▶ TASK DIRECTIONS: Restate all of the data exactly.

>> BEGIN INPUT DATA

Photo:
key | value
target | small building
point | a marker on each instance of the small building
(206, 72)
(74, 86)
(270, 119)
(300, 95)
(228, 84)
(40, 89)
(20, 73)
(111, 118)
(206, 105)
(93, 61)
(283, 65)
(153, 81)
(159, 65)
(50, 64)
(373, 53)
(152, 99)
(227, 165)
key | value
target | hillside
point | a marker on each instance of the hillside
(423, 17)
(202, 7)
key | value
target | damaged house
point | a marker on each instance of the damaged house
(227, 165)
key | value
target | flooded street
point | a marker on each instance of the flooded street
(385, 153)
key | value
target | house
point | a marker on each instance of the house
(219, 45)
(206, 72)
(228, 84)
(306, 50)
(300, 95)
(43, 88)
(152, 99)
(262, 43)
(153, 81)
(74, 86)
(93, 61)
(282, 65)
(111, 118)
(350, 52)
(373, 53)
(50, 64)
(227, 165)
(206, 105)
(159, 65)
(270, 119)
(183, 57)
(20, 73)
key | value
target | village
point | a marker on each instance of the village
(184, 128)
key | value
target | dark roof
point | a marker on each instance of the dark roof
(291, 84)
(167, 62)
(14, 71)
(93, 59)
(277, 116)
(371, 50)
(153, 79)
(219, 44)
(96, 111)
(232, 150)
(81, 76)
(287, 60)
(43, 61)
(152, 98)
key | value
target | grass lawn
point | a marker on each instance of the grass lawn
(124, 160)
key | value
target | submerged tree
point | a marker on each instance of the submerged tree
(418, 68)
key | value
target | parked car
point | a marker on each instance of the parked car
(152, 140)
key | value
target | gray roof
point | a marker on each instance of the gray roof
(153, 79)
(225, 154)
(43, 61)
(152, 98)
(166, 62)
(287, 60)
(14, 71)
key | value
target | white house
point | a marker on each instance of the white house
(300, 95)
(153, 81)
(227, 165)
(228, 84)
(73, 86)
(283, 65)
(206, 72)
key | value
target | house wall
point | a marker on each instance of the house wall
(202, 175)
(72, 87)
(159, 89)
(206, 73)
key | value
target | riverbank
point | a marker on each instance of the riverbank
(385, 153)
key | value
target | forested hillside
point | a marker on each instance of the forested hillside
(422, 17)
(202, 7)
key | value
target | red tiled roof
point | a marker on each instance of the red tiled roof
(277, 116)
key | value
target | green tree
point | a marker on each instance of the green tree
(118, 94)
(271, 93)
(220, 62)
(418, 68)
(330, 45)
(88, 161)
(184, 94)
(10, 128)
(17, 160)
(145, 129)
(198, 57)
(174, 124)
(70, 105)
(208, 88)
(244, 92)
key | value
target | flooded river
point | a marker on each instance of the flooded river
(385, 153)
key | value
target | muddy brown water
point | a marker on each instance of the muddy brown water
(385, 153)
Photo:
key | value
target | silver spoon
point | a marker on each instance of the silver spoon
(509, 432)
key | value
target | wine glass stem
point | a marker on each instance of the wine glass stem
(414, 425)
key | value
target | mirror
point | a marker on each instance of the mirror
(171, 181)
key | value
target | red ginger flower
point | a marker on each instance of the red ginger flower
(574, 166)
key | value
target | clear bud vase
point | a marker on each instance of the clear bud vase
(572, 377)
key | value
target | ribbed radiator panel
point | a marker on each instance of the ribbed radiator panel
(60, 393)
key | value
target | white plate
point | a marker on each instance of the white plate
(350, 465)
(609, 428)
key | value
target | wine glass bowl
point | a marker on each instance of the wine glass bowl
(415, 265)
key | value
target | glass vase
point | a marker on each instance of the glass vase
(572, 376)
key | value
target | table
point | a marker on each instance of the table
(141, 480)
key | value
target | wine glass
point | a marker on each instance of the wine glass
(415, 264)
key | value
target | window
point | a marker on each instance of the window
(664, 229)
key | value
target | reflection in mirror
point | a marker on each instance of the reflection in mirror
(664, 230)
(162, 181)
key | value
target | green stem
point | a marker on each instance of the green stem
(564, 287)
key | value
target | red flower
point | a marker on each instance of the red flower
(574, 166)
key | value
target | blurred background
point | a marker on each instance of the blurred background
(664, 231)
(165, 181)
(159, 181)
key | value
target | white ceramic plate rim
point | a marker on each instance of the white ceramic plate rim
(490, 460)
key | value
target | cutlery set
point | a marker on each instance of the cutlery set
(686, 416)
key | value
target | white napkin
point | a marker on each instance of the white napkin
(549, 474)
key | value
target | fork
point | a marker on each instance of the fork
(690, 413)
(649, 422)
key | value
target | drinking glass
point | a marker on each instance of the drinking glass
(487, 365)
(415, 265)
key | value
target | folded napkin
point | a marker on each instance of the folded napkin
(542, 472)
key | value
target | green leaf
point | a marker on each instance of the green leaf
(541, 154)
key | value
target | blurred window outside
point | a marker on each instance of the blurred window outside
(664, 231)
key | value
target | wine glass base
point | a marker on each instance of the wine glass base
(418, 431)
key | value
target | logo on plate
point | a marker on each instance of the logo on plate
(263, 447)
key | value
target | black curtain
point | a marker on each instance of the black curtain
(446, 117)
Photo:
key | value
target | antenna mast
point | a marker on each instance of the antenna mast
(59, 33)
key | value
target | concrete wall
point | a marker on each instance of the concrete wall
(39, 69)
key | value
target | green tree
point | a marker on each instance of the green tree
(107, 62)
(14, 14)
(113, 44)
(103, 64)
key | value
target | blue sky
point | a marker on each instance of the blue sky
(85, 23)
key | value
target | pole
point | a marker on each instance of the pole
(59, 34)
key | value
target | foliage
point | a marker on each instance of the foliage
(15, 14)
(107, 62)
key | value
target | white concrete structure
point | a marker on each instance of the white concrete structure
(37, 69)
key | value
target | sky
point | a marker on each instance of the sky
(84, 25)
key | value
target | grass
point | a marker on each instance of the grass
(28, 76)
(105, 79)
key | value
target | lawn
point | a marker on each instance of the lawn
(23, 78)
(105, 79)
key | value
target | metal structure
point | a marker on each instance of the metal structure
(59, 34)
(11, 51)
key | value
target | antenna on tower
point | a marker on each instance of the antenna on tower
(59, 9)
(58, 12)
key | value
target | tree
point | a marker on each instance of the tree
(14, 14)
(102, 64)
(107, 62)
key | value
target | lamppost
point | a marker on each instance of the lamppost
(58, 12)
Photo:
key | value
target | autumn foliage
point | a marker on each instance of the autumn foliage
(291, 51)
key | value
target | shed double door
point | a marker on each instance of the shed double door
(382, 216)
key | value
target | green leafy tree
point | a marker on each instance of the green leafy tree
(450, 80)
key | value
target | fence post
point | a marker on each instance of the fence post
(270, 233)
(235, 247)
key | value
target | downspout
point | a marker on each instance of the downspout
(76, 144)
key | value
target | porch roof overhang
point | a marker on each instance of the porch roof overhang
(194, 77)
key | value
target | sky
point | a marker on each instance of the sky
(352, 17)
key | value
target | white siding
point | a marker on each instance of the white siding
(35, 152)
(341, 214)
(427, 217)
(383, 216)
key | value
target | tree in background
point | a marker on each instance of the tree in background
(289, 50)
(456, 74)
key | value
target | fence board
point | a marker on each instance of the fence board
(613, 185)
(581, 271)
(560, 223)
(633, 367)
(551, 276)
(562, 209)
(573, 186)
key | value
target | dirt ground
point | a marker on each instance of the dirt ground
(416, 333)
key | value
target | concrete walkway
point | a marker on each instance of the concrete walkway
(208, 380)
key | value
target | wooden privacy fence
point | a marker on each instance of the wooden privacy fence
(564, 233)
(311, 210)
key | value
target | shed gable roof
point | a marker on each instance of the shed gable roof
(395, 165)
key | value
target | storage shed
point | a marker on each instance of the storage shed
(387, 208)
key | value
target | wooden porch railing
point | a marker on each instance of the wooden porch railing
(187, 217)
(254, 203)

>> END INPUT DATA

▶ OUTPUT FOR THIS EXERCISE:
Photo:
key | value
target | small building
point | a marker on each instance of the small building
(206, 72)
(74, 86)
(270, 119)
(300, 95)
(228, 84)
(40, 89)
(20, 73)
(111, 118)
(206, 105)
(93, 61)
(283, 65)
(153, 81)
(159, 65)
(50, 64)
(373, 53)
(152, 99)
(227, 165)
key | value
target | hillside
point | a marker on each instance of the hillside
(423, 17)
(202, 7)
key | value
target | damaged house
point | a marker on each instance of the damaged house
(227, 165)
key | value
target | flooded street
point | a marker on each instance of the flooded street
(385, 153)
key | value
target | house
point | a marker on each instance of the house
(219, 45)
(206, 72)
(228, 84)
(306, 50)
(300, 95)
(43, 88)
(152, 99)
(262, 43)
(153, 81)
(74, 86)
(93, 61)
(282, 65)
(111, 118)
(350, 52)
(373, 53)
(50, 64)
(227, 165)
(206, 105)
(159, 65)
(270, 119)
(183, 57)
(20, 73)
key | value
target | village
point | a marker on each instance of the village
(184, 128)
key | value
target | dark roof
point | a marker on each instance of the dark roof
(291, 84)
(167, 62)
(14, 71)
(93, 59)
(277, 116)
(371, 50)
(153, 79)
(219, 44)
(96, 111)
(232, 150)
(81, 76)
(287, 60)
(43, 61)
(152, 98)
key | value
target | grass lawn
point | a marker on each instance of the grass lawn
(124, 160)
key | value
target | submerged tree
point | a marker on each instance of the submerged tree
(418, 68)
key | value
target | parked car
point | a marker on each instance of the parked car
(152, 140)
key | value
target | gray roof
point | a marker on each instance of the gray roof
(153, 79)
(225, 154)
(43, 61)
(152, 98)
(166, 62)
(287, 60)
(14, 71)
key | value
target | white house
point | a marker on each instance of the white house
(300, 95)
(153, 81)
(227, 165)
(228, 84)
(73, 86)
(283, 65)
(206, 72)
key | value
target | house wall
point | a marker on each instance of the house wall
(202, 175)
(72, 87)
(159, 89)
(206, 73)
key | value
target | riverbank
point | a marker on each instance of the riverbank
(385, 153)
key | value
target | forested hillside
point | a marker on each instance of the forested hillside
(422, 17)
(202, 7)
key | value
target | red tiled roof
point | a marker on each instance of the red tiled roof
(277, 116)
key | value
target | green tree
point | a marker on each instance of the green tree
(118, 94)
(271, 93)
(220, 62)
(418, 68)
(330, 45)
(88, 161)
(184, 94)
(10, 128)
(17, 160)
(145, 129)
(198, 57)
(174, 124)
(70, 105)
(208, 88)
(244, 92)
key | value
target | flooded river
point | a marker on each instance of the flooded river
(385, 153)
key | value
target | muddy brown water
point | a marker on each instance of the muddy brown water
(385, 153)
Photo:
key | value
target | silver spoon
point | a marker on each instance of the silver spoon
(509, 432)
key | value
target | wine glass stem
point | a marker on each instance of the wine glass stem
(414, 425)
key | value
target | mirror
point | a marker on each instance of the mirror
(171, 181)
key | value
target | red ginger flower
point | a marker on each instance of the red ginger flower
(574, 166)
key | value
target | clear bud vase
point | a marker on each instance of the clear bud vase
(572, 377)
key | value
target | ribbed radiator panel
point | a marker on each instance of the ribbed radiator panel
(60, 393)
key | value
target | white plate
point | a marker on each instance of the white plate
(350, 465)
(609, 428)
key | value
target | wine glass bowl
point | a marker on each instance of the wine glass bowl
(415, 265)
key | value
target | glass vase
point | a marker on each instance of the glass vase
(572, 376)
key | value
target | table
point | a marker on each instance of the table
(141, 480)
key | value
target | wine glass
point | a marker on each instance of the wine glass
(415, 264)
key | value
target | window
point | a marker on each instance of the window
(664, 229)
key | value
target | reflection in mirror
point | a marker on each instance of the reflection in mirror
(664, 230)
(162, 181)
key | value
target | green stem
point | a marker on each instance of the green stem
(564, 287)
key | value
target | red flower
point | a marker on each instance of the red flower
(574, 166)
key | value
target | blurred background
point | a marker on each instance of the blurred background
(664, 231)
(165, 181)
(159, 181)
key | value
target | white ceramic plate rim
point | a marker on each instance of the white ceramic plate rim
(490, 460)
key | value
target | cutlery set
point | a marker on each instance of the cutlery set
(686, 416)
key | value
target | white napkin
point | a marker on each instance of the white napkin
(549, 474)
key | value
target | fork
point | a marker on each instance of the fork
(690, 413)
(649, 422)
key | value
target | drinking glass
point | a marker on each instance of the drinking glass
(487, 365)
(415, 265)
key | value
target | folded napkin
point | a marker on each instance of the folded napkin
(542, 472)
key | value
target | green leaf
point | a marker on each instance of the green leaf
(541, 154)
key | value
target | blurred window outside
point | a marker on each instance of the blurred window outside
(664, 231)
key | value
target | wine glass base
point | a marker on each instance of the wine glass base
(418, 431)
key | value
target | logo on plate
point | a marker on each instance of the logo on plate
(263, 447)
key | value
target | black curtain
point | a marker on each instance of the black curtain
(446, 117)
Photo:
key | value
target | antenna mast
point | a marker on each instance of the antenna mast
(59, 33)
key | value
target | concrete wall
point | a marker on each instance of the concrete wall
(39, 69)
key | value
target | green tree
point | a marker on each instance of the green tree
(107, 62)
(14, 14)
(113, 44)
(103, 64)
key | value
target | blue sky
point | a marker on each instance of the blue sky
(85, 23)
key | value
target | pole
point | a marker on each instance of the pole
(59, 34)
key | value
target | foliage
point | a marker on each instance of the foliage
(15, 14)
(107, 62)
key | value
target | white concrete structure
point | a marker on each instance of the white concrete structure
(37, 69)
key | value
target | sky
point | a marker on each instance of the sky
(84, 25)
key | value
target | grass
point | a marker on each instance of the grass
(28, 76)
(105, 79)
key | value
target | lawn
point | a marker on each instance of the lawn
(23, 78)
(105, 79)
key | value
target | metal structure
point | a marker on each instance of the metal structure
(59, 34)
(11, 51)
key | value
target | antenna on tower
point | a marker on each instance of the antenna on tower
(59, 9)
(58, 12)
key | value
target | tree
point | a marker on each instance of the tree
(14, 14)
(102, 64)
(107, 62)
key | value
target | lamppost
point | a marker on each instance of the lamppost
(58, 12)
Photo:
key | value
target | autumn foliage
point | a marker on each instance of the autumn foliage
(291, 51)
key | value
target | shed double door
point | a marker on each instance of the shed double door
(382, 216)
key | value
target | green leafy tree
point | a marker on each instance of the green leafy tree
(450, 80)
key | value
target | fence post
point | a marker on each instance of the fence post
(270, 233)
(235, 247)
key | value
target | downspout
point | a marker on each instance of the downspout
(76, 144)
key | value
target | porch roof overhang
point | a marker on each instance of the porch roof overhang
(194, 77)
key | value
target | sky
point | a marker on each instance of the sky
(352, 17)
key | value
target | white siding
point | a marker on each instance of the white siding
(35, 152)
(341, 214)
(427, 217)
(383, 216)
key | value
target | tree in background
point | a marker on each instance of the tree in background
(289, 50)
(456, 74)
key | value
target | fence board
point | a marker on each instance of the fence board
(613, 185)
(581, 271)
(560, 223)
(633, 367)
(551, 276)
(562, 209)
(573, 186)
key | value
target | dirt ground
point | a marker on each instance of the dirt ground
(416, 333)
key | value
target | concrete walkway
point | a marker on each instance of the concrete walkway
(208, 380)
key | value
target | wooden privacy fence
point | a marker on each instance of the wooden privacy fence
(564, 233)
(311, 210)
key | value
target | shed gable roof
point | a marker on each instance of the shed gable roof
(395, 165)
key | value
target | storage shed
point | a marker on each instance of the storage shed
(387, 208)
key | value
target | wooden porch railing
point | a marker on each instance of the wooden porch railing
(187, 217)
(254, 203)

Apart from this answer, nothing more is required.